▶ _Task statement_
All of the data below should be output exactly as given.

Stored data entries
Content starts
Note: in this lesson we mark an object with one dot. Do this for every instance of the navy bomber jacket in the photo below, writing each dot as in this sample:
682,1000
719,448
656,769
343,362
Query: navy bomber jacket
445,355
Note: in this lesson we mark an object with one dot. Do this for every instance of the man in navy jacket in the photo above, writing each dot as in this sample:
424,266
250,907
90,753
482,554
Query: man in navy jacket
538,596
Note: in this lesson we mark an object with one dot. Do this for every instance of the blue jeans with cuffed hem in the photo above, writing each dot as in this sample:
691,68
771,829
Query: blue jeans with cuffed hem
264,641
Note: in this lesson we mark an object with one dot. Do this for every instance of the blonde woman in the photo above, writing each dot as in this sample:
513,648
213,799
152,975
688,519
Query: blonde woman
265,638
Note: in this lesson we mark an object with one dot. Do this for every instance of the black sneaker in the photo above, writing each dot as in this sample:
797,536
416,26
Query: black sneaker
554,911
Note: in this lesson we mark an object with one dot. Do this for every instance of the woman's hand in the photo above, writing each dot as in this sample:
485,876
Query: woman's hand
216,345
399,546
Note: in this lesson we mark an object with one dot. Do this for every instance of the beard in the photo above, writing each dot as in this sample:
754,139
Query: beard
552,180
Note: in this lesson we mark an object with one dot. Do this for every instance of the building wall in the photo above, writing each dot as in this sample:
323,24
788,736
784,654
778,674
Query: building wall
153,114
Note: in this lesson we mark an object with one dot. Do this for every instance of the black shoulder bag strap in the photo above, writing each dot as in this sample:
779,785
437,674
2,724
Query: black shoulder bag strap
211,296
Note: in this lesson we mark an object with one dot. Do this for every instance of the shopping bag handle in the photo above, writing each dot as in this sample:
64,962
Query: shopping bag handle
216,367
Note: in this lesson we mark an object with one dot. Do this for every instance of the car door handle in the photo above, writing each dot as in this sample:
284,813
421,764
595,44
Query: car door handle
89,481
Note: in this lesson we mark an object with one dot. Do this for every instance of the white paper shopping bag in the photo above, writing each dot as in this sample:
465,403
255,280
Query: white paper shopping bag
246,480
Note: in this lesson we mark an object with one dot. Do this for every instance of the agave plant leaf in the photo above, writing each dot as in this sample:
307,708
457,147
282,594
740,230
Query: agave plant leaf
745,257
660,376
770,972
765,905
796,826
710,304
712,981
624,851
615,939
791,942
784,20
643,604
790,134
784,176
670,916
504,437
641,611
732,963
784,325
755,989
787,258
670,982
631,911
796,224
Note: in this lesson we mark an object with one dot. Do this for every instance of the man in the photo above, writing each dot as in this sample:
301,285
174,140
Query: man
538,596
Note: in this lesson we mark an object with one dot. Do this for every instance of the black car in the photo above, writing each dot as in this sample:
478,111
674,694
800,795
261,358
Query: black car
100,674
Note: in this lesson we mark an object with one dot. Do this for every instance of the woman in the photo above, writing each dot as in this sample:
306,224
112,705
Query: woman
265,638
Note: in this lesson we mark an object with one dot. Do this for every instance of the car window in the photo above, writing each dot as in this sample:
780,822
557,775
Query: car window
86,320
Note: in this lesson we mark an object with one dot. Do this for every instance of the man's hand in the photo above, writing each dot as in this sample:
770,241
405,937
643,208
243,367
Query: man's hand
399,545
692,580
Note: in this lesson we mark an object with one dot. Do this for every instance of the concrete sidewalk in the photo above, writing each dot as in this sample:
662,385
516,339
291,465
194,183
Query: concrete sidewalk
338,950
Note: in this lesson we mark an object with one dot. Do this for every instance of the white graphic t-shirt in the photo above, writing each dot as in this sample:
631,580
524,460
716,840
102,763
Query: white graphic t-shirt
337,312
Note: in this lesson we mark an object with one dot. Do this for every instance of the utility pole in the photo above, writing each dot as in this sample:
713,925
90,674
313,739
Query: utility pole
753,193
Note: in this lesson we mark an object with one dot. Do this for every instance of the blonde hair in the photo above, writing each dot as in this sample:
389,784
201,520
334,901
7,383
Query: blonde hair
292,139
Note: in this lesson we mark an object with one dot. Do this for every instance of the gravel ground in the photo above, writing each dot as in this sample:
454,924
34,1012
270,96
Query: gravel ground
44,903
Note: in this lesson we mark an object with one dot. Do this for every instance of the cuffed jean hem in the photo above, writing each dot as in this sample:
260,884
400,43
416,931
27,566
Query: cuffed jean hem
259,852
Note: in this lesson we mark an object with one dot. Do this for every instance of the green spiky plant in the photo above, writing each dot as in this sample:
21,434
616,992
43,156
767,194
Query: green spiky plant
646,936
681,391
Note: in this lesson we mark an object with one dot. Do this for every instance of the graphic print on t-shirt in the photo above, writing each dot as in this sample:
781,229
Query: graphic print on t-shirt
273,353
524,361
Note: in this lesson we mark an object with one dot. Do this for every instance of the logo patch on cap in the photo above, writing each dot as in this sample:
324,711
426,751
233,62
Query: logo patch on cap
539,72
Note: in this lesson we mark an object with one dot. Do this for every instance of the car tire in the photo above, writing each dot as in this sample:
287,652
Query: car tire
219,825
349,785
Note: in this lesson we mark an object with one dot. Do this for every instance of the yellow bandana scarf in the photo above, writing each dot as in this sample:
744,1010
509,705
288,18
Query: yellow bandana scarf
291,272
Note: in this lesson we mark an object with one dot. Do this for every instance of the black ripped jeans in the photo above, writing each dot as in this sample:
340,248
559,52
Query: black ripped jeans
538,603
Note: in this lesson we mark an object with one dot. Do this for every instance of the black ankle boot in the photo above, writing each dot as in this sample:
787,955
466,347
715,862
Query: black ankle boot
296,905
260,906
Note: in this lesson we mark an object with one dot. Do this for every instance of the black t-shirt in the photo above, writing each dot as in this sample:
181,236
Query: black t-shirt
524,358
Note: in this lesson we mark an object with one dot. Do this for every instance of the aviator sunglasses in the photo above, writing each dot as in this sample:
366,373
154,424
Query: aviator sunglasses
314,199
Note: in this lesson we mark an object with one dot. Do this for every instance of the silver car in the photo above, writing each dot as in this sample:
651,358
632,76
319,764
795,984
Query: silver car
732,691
Content ends
▶ _Task solution_
Note: in this lesson we mark an object with one dot. Do this for every instance of the navy bomber jacket in the photo below, writing each dot as in this sample:
682,1000
719,448
656,769
343,362
Query: navy bomber jacket
445,355
Note: in this lesson we mark an object with one dot. Do this for every instance of the man in navy jacket in the photo above, writing each dot as in this sample:
424,266
250,907
90,753
482,554
Query: man in navy jacket
538,596
Note: in this lesson we mark an object with one dot. Do this for every instance of the blue jeans with cuffed hem in the photo above, writing each dot as in this sample:
691,68
771,829
Query: blue jeans with cuffed hem
264,641
Note: in this lesson we mark an object with one dot. Do this for every instance of the blonde woman in the photo above, writing each dot as in this sample:
513,648
213,799
152,975
688,519
Query: blonde woman
265,638
Note: in this lesson we mark an object with one dot. Do this for every instance of the black sneaker in the photo above, writing each dot as in this sample:
797,536
416,26
Query: black sneaker
554,911
Note: in this lesson we mark an object with one dot. Do this for every instance of the woman's hand in the photo above, writing each dot as in this sample:
485,876
Query: woman's hand
216,345
399,546
Note: in this lesson we mark an object with one dot. Do this for every instance of the beard in the photo above, writing each dot as in this sample:
754,139
Query: beard
552,180
Note: in this lesson we mark an object with one dot. Do this for every instance of the building wall in the photo above, writing each dot as in this sample:
323,24
788,736
784,654
778,674
Query: building wall
153,114
Note: in this lesson we mark an object with one dot. Do this for every instance of the black shoulder bag strap in the photo above, writing each dot as in this sample:
779,785
437,674
2,724
Query: black shoulder bag strap
211,296
Note: in this lesson we mark an object with one dot. Do this for every instance of the shopping bag handle in the photo above, writing each dot as in this sample:
64,962
Query: shopping bag handle
216,367
Note: in this lesson we mark an object with one dot. Do this for every instance of the car door handle in the photo above, writing each dot as in this sample:
284,813
421,764
595,44
Query: car door handle
89,481
Note: in this lesson we mark an object with one dot. Do this for every instance of the white paper shopping bag in the photo above, writing each dot as in this sample:
465,403
255,280
Query: white paper shopping bag
246,480
Note: in this lesson we mark an object with one dot. Do this for every instance of the agave plant leaf in the photo above, writing each dot as in this sample:
307,708
457,147
282,594
740,230
Query: agave plant leaf
745,257
660,376
770,972
765,905
796,826
710,304
712,981
624,851
615,939
791,942
784,20
643,604
790,134
784,176
670,916
504,437
641,611
732,963
784,325
755,989
787,258
670,982
631,911
796,224
Note: in this lesson we mark an object with one dot. Do this for every instance of the man in the photo above, writing each dot as in this sample:
301,285
174,140
Query: man
538,596
Note: in this lesson we mark an object with one dot. Do this for every instance of the black car in the photo above, writing each dot as in this sample:
478,111
674,694
800,795
261,358
Query: black car
100,674
Note: in this lesson we mark an object with one dot. Do this for every instance of the woman in the photo above, writing each dot as in this sample:
306,224
112,705
Query: woman
265,638
Note: in this lesson we mark an object with one dot. Do this for every instance of the car window in the photo above, writing each dot as in this sample:
780,822
557,775
Query: car window
86,320
Note: in this lesson we mark an object with one dot. Do this for every instance of the man's hand in the photo above, writing each dot as in this sample:
770,241
405,937
643,208
243,367
Query: man's hand
399,545
692,580
Note: in this lesson we mark an object with one dot. Do this for every instance of the concrete sidewalk in the photo above, writing each dot as in this sample:
662,385
516,339
291,465
194,183
Query: concrete sidewalk
338,950
Note: in this lesson we mark an object with one dot. Do this for every instance of the white graphic t-shirt in the photo above, writing each dot as in this sample:
631,580
524,460
716,840
102,763
Query: white graphic t-shirt
337,312
Note: in this lesson we mark an object with one dot. Do this for every instance of the utility pole in the photo above, writing each dot as in this sample:
713,925
90,674
313,739
Query: utility pole
753,193
Note: in this lesson we mark an object with one dot. Do this for every instance of the blonde hair in the photo above, writing each dot as in this sample:
389,784
201,520
334,901
7,383
Query: blonde hair
292,139
Note: in this lesson we mark an object with one dot. Do this for every instance of the gravel ground in the photo above, writing each dot as in this sample:
454,924
34,1012
270,96
Query: gravel ground
44,903
Note: in this lesson we mark an object with one dot. Do this for every instance of the cuffed jean hem in the photo above, writing each dot as in this sample:
260,884
400,43
416,931
27,566
Query: cuffed jean hem
259,852
Note: in this lesson we mark an object with one dot. Do this for every instance of the green spiky plant in the photo above, writing each dot as in this sample:
21,434
616,992
43,156
767,194
Query: green spiky plant
646,936
681,391
Note: in this lesson we mark an object with one dot. Do this for every instance of the graphic print on t-shirt in the photo above, writing each dot as in this sample:
781,229
Query: graphic print on t-shirt
273,353
524,361
Note: in this lesson we mark an object with one dot. Do this for every instance of the logo patch on cap in the photo above, writing each dot as in this sample:
324,711
426,751
233,62
Query: logo patch on cap
539,72
Note: in this lesson we mark an object with one dot. Do this for every instance of the car tire in the photo above, writing each dot as in this sample:
287,652
Query: car tire
219,825
349,785
Note: in this lesson we mark an object with one dot. Do this for every instance of the yellow bandana scarf in the photo above, writing each dot as in this sample:
744,1010
509,705
288,18
Query: yellow bandana scarf
291,272
Note: in this lesson we mark an object with one dot. Do this for every instance of the black ripped jeans in the photo above, writing each dot as in this sample:
340,248
559,52
Query: black ripped jeans
538,603
Note: in this lesson we mark an object with one dot. Do this for every instance of the black ankle boot in the photo above, writing each dot as in this sample:
787,955
466,347
715,862
Query: black ankle boot
296,905
260,906
Note: in this lesson we mark an object with one dot. Do this for every instance of the black t-shirt in the photo above, writing each dot as in this sample:
181,236
Query: black t-shirt
524,358
Note: in this lesson we mark an object with one dot. Do this for every instance of the aviator sunglasses in the photo above, writing each dot as in this sample:
366,373
154,424
Query: aviator sunglasses
314,199
Note: in this lesson we mark an object with one dot. Do this for every instance of the silver car in the photo above, writing each dot as in this sample:
651,358
632,76
319,764
795,984
Query: silver car
732,691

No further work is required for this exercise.